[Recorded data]
****

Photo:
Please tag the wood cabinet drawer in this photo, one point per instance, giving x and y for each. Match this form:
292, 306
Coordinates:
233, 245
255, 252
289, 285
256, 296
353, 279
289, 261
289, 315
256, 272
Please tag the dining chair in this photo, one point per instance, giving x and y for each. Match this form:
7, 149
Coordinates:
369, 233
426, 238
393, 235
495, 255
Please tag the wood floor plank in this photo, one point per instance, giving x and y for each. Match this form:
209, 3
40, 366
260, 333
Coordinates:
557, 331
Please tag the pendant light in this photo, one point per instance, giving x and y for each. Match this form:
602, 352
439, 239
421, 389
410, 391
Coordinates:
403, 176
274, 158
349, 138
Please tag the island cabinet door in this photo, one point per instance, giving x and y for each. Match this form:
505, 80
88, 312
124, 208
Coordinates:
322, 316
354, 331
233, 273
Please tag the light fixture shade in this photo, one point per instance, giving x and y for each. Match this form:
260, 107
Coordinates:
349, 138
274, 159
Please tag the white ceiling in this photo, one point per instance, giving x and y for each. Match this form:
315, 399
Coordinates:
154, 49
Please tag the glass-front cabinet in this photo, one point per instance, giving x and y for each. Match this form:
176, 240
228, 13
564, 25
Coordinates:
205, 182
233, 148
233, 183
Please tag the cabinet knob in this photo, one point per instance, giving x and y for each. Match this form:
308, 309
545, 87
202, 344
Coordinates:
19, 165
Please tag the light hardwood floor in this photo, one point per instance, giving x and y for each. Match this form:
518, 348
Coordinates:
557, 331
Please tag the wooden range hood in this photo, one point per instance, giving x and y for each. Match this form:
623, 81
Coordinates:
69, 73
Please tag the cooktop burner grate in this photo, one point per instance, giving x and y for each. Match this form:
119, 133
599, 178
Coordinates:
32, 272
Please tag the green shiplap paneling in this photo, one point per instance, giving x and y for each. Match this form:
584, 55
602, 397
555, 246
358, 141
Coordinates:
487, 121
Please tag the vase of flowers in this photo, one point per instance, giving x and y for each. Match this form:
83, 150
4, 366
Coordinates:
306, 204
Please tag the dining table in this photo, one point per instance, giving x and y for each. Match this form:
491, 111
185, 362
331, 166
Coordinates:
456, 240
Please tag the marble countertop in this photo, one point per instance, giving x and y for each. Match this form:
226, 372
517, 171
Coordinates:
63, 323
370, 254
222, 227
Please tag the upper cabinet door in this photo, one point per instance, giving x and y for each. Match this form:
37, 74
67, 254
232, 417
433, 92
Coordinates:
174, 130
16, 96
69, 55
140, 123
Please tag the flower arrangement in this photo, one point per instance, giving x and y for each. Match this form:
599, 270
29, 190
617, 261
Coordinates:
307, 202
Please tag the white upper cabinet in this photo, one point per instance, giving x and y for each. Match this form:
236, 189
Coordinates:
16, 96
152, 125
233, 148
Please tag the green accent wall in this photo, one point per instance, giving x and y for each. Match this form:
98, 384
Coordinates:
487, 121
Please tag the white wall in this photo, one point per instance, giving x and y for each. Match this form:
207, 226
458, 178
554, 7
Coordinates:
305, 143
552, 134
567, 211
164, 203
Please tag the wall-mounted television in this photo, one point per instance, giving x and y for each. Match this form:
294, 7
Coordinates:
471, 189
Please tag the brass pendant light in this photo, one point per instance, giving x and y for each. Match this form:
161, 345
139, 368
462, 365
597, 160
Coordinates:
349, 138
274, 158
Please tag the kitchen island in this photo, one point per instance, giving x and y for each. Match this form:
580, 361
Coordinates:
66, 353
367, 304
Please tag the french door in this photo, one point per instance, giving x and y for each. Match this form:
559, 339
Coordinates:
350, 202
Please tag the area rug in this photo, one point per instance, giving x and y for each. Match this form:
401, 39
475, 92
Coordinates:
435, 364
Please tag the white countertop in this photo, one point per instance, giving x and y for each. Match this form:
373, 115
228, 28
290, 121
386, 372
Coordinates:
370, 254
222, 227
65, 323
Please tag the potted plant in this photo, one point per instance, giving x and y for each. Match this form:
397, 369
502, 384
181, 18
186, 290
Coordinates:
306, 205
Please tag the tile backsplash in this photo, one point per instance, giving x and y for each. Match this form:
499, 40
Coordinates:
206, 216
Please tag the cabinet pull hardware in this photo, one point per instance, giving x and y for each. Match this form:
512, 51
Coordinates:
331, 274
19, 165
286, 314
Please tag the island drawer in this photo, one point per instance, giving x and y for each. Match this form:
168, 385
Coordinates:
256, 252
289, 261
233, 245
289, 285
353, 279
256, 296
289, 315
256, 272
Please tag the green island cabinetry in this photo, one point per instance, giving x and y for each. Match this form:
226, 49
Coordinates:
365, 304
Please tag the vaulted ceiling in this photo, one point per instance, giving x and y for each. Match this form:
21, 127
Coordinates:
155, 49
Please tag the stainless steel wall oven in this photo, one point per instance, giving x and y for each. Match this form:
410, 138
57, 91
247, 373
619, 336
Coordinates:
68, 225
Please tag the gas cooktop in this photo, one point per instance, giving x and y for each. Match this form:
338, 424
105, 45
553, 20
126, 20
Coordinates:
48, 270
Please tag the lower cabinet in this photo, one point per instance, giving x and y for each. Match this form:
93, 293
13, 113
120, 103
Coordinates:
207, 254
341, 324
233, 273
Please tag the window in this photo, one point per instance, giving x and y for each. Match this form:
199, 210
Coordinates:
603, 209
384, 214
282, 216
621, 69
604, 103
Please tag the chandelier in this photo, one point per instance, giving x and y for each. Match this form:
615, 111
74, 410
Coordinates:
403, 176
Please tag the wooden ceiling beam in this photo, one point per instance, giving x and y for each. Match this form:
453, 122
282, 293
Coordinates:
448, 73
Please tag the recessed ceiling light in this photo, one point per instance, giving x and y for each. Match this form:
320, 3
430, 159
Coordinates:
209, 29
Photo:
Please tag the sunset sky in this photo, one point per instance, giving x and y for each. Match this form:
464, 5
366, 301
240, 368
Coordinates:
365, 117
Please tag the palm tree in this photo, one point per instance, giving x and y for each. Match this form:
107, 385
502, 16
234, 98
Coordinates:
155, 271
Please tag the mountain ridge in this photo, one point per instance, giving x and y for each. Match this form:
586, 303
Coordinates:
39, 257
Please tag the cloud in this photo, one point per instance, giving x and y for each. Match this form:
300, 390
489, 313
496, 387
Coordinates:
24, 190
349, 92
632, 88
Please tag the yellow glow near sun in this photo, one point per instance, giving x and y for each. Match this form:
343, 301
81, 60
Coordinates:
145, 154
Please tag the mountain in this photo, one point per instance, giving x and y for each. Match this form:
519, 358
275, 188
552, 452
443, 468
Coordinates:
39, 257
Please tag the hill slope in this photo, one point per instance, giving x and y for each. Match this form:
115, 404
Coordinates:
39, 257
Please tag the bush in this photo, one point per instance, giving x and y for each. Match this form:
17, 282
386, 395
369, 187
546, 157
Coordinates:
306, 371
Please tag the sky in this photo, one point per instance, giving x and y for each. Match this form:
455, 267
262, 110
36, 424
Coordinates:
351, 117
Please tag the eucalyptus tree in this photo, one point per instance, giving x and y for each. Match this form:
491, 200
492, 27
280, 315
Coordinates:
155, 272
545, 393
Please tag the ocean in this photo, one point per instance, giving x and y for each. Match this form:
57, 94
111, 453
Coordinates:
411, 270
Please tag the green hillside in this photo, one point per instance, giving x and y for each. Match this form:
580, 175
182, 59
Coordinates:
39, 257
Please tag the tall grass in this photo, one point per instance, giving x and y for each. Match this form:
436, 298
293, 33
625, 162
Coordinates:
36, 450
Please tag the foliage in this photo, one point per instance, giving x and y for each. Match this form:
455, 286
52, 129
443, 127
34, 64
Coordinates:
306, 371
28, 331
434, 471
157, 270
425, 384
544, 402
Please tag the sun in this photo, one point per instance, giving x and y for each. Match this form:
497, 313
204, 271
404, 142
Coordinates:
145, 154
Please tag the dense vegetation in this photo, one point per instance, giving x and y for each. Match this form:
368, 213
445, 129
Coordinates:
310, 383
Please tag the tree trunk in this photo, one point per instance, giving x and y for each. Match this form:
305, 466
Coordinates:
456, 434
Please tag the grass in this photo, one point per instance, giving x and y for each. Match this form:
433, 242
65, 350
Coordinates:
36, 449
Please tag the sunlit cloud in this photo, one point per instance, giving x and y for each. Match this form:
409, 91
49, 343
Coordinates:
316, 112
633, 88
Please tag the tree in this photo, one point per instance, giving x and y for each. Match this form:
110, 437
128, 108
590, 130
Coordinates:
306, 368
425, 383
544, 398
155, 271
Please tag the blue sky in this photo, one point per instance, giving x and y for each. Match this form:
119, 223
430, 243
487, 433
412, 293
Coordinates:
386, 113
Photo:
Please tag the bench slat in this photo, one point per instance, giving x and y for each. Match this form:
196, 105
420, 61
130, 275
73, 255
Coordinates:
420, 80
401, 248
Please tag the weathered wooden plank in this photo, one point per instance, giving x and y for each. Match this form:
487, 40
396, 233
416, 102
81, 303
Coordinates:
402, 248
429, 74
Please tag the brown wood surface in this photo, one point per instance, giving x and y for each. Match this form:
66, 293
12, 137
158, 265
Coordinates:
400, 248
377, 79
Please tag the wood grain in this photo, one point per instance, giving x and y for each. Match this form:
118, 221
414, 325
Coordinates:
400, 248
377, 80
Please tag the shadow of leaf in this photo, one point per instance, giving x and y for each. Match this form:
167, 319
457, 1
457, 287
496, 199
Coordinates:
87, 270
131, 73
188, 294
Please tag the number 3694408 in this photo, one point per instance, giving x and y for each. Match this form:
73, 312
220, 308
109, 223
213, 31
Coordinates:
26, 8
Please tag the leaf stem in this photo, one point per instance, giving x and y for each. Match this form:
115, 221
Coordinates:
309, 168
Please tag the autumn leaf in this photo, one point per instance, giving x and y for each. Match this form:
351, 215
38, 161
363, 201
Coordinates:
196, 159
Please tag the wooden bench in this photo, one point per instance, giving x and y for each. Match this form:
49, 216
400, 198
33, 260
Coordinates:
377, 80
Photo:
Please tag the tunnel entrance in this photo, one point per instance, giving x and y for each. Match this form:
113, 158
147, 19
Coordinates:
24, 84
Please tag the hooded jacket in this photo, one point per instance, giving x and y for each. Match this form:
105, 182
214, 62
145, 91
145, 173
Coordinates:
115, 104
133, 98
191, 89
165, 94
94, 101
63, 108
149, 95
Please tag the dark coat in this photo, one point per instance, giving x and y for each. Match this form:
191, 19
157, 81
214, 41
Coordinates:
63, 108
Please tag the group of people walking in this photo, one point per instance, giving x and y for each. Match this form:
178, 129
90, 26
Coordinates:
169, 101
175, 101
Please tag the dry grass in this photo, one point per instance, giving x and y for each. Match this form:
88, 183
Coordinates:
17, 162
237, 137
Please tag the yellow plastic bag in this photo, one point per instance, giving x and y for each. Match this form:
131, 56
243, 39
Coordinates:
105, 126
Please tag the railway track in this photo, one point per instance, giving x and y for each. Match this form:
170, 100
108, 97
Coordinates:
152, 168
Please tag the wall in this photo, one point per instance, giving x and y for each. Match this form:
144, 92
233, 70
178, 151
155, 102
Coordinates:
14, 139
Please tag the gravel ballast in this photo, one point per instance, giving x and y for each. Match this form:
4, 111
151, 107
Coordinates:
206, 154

****

What you are asked to do — The required output is the span of lines from the one containing "Please tag the group" to the last line, reproduced character for character.

Final result —
Please tag the group of people walking in this photo, one point per instance, giving x and y for each. Match this form:
178, 129
90, 26
Coordinates:
169, 101
175, 101
Please tag the dry grass in this photo, one point per instance, giving x and y for each. Match this form:
88, 183
Coordinates:
17, 162
237, 137
Please tag the yellow plastic bag in this photo, one point per instance, giving x and y for each. Match this form:
131, 56
243, 39
Coordinates:
105, 126
Please tag the railway track in this photo, one point per instance, giving x and y for each. Match this form:
170, 100
108, 97
Coordinates:
152, 168
Please tag the wall in this photo, one point per instance, giving x and y for each. Match this form:
144, 92
233, 70
178, 151
155, 102
Coordinates:
14, 139
Please tag the gravel ballast in this photo, one point per instance, giving x and y for each. Match this form:
4, 111
151, 107
Coordinates:
206, 154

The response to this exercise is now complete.